Data section Block Start
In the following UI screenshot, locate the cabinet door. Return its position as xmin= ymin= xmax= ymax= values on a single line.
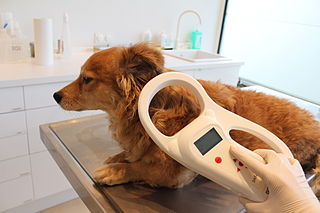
xmin=0 ymin=87 xmax=24 ymax=113
xmin=30 ymin=151 xmax=72 ymax=199
xmin=26 ymin=106 xmax=103 ymax=153
xmin=0 ymin=111 xmax=26 ymax=138
xmin=24 ymin=82 xmax=70 ymax=109
xmin=0 ymin=155 xmax=31 ymax=183
xmin=26 ymin=106 xmax=73 ymax=153
xmin=180 ymin=70 xmax=195 ymax=77
xmin=0 ymin=134 xmax=28 ymax=161
xmin=193 ymin=67 xmax=240 ymax=86
xmin=0 ymin=175 xmax=33 ymax=212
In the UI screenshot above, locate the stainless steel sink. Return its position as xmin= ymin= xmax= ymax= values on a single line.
xmin=162 ymin=49 xmax=231 ymax=62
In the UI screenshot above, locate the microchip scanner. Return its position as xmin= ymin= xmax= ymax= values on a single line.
xmin=138 ymin=72 xmax=293 ymax=201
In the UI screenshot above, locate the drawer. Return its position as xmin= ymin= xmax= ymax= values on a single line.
xmin=0 ymin=155 xmax=31 ymax=183
xmin=0 ymin=87 xmax=24 ymax=114
xmin=0 ymin=111 xmax=26 ymax=138
xmin=31 ymin=151 xmax=72 ymax=199
xmin=0 ymin=175 xmax=33 ymax=212
xmin=0 ymin=134 xmax=28 ymax=161
xmin=24 ymin=81 xmax=70 ymax=109
xmin=26 ymin=106 xmax=101 ymax=153
xmin=26 ymin=106 xmax=73 ymax=153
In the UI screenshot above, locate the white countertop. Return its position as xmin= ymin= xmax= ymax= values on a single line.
xmin=0 ymin=49 xmax=243 ymax=89
xmin=0 ymin=51 xmax=90 ymax=88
Data section Block End
Aim of the exercise: Using the data above, print every line exactly, omitting pictures.

Task output:
In the following UI screenshot, locate the cabinet door. Return its position as xmin= ymin= xmax= ymax= values on a single line.
xmin=0 ymin=87 xmax=24 ymax=113
xmin=30 ymin=151 xmax=72 ymax=199
xmin=26 ymin=106 xmax=103 ymax=153
xmin=0 ymin=111 xmax=26 ymax=138
xmin=24 ymin=82 xmax=70 ymax=109
xmin=0 ymin=155 xmax=31 ymax=183
xmin=26 ymin=106 xmax=73 ymax=153
xmin=180 ymin=70 xmax=195 ymax=77
xmin=0 ymin=134 xmax=28 ymax=161
xmin=193 ymin=67 xmax=240 ymax=86
xmin=0 ymin=175 xmax=33 ymax=212
In the UI screenshot above, locate the stainless steel sink. Return its position as xmin= ymin= xmax= ymax= values on a single line.
xmin=162 ymin=49 xmax=231 ymax=62
In the UI screenshot above, locate the microchip scanner. Return its position as xmin= ymin= xmax= ymax= values on a single line.
xmin=138 ymin=72 xmax=293 ymax=201
In the UI screenshot above, locate the drawer. Return its position as xmin= ymin= xmax= ymax= values on a single line.
xmin=0 ymin=155 xmax=31 ymax=183
xmin=0 ymin=87 xmax=24 ymax=114
xmin=0 ymin=111 xmax=26 ymax=138
xmin=31 ymin=151 xmax=72 ymax=199
xmin=0 ymin=175 xmax=33 ymax=212
xmin=0 ymin=134 xmax=28 ymax=161
xmin=24 ymin=81 xmax=70 ymax=109
xmin=26 ymin=106 xmax=101 ymax=153
xmin=26 ymin=106 xmax=73 ymax=153
In the UI screenshot above, locate the white countertop. Return its position as xmin= ymin= xmax= ymax= values on a single line.
xmin=0 ymin=49 xmax=243 ymax=89
xmin=0 ymin=51 xmax=90 ymax=88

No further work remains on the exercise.